**Assigned task:** The expected output is each line in the data below that includes the string "point".

Excerpted records below:

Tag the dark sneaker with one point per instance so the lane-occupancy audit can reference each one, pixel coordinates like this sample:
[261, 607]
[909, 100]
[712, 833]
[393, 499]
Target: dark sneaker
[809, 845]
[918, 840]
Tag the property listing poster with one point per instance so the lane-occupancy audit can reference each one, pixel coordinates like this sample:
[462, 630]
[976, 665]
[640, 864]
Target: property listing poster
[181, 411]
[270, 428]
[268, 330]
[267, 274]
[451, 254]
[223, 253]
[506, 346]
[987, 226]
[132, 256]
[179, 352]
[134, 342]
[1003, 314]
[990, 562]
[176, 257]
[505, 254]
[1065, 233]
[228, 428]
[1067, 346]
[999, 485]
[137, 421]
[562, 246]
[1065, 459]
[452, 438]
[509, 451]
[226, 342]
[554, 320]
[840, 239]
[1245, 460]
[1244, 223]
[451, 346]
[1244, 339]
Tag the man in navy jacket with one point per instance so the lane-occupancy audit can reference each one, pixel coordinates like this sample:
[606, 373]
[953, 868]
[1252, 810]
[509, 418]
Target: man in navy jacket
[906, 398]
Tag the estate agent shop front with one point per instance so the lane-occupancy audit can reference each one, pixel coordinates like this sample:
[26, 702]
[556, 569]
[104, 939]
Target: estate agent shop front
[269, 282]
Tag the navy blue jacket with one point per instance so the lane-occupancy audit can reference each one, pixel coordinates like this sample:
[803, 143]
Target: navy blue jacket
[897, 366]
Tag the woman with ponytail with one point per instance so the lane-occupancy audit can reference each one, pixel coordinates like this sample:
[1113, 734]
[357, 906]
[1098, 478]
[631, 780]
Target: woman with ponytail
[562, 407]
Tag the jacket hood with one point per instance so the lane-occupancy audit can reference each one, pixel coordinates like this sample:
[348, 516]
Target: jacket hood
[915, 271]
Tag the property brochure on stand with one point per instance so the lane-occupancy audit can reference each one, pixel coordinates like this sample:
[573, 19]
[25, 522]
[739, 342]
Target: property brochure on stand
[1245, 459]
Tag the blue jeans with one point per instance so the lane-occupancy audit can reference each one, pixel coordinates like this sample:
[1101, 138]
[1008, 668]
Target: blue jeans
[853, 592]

End of Excerpted records.

**Exercise output:**
Tag the dark sneaker with one point per instance so the lane-occupancy audit can reference each one, pixel coordinates like this sample:
Tag the property listing poster with one point per instance so the lane-occupancy audit can reference each one, pixel coordinates like this sample:
Tag the man in navy jacket with one point per instance so the lane-occupancy audit can reference each one, pixel coordinates like this sample:
Tag the estate agent shop front with one point per instance so the lane-occupancy audit can reference each one, pixel coordinates like this sample:
Tag the navy blue jacket with one point per instance so the lane-occupancy audit can reference each one, pixel coordinates like this sample:
Tag the woman with ponytail with one point per instance so the lane-occupancy audit can reference each one, pixel coordinates like this sample:
Tag the jacket hood with one point per instance so the lane-occupancy audit can reference each one, pixel coordinates like this sample:
Tag the property brochure on stand with one point per instance so the lane-occupancy audit can reference each one, pixel coordinates like this sample:
Tag the blue jeans with one point per instance so the lane-occupancy audit can reference each one, pixel coordinates like this sample:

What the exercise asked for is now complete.